Prompt a: Locate every line in the listing that contains the string "tail" and copy each one out in full.

Document passage:

[Begin]

# Classification demo
SPIE Short course on Machine Learning for Image Restoration.  
Author: Jesse Wilson (jesse.wilson@colostate.edu).

Walk through training and evaluation of a convolutional network for handwritten digits classification. This code is provided for educational purposes.


# Preliminaries

In [None]:
# import libraries and set up GPU device for training
import torch
from torch import nn
import torch.nn.functional as F
from torchvision import datasets, transforms
from torch.utils.data import DataLoader
import matplotlib.pyplot as plt
from IPython.display import clear_output
import numpy as np
from random import randint
from torch import fft
from IPython.display import clear_output

# get available GPU 
# supports NVIDIA (CUDA), Intel (XPU), and Apple (MPS)
# (CAUTION: AI-generated code -- NOT validated on all systems!)
if torch.cuda.is_available():
    device = torch.device("cuda:0")
elif hasattr(torch,"xpu") and torch.xpu_is_available():
    device = torch.device("xpu:0")

[End]

Raw data:
[Begin]

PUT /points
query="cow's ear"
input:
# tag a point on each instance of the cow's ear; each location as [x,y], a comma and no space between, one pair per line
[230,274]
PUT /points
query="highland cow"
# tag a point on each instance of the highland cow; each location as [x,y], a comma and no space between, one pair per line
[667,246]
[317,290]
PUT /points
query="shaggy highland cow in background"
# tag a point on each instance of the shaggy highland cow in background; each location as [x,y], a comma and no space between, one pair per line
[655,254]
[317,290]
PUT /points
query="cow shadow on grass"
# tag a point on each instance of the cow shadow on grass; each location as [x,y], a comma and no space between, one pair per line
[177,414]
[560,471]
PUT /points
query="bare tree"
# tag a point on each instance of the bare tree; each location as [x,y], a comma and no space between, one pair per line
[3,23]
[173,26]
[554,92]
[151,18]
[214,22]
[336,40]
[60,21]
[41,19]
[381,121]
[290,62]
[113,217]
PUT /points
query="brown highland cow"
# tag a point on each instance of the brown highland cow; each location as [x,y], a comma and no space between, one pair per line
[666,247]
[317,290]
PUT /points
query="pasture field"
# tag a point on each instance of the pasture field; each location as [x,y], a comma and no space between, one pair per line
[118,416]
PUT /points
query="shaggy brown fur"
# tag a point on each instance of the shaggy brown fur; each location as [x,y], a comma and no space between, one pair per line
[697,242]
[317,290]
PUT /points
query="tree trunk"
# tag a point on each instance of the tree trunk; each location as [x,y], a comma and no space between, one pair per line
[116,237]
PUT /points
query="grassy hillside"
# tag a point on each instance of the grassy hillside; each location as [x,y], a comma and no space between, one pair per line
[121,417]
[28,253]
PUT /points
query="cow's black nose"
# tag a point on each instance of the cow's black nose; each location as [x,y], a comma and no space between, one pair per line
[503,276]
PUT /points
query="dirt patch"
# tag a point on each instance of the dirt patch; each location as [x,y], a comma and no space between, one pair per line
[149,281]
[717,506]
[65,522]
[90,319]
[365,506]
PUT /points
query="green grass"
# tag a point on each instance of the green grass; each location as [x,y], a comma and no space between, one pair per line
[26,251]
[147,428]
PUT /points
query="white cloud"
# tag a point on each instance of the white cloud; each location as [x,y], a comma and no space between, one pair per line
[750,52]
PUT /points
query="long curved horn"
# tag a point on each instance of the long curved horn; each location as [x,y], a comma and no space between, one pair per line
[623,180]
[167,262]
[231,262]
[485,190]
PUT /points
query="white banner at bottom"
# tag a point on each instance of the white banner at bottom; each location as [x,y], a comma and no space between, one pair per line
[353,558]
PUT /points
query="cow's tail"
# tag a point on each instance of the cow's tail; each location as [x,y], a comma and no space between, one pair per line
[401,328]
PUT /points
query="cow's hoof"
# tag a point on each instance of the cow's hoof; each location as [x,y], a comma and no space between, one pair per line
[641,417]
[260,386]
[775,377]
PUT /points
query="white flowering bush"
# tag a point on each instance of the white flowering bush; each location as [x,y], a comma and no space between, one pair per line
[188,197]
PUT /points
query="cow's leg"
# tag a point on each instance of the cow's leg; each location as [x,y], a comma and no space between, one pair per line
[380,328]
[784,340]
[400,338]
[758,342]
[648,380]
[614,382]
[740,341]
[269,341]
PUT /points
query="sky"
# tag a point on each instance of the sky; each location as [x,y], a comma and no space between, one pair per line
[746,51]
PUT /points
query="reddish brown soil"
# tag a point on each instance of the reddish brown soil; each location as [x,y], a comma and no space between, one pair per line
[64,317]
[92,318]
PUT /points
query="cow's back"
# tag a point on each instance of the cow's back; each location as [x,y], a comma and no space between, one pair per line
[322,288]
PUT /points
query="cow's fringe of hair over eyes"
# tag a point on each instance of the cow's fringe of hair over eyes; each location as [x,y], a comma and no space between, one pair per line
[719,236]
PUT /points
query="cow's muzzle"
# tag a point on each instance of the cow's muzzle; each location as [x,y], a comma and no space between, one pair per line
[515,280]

[End]

Prompt b: What kind of data does the convolutional network in the classification demo learn to classify?

Final answer a:
query="cow's tail"
# tag a point on each instance of the cow's tail; each location as [x,y], a comma and no space between, one pair per line

Final answer b: Handwritten digits.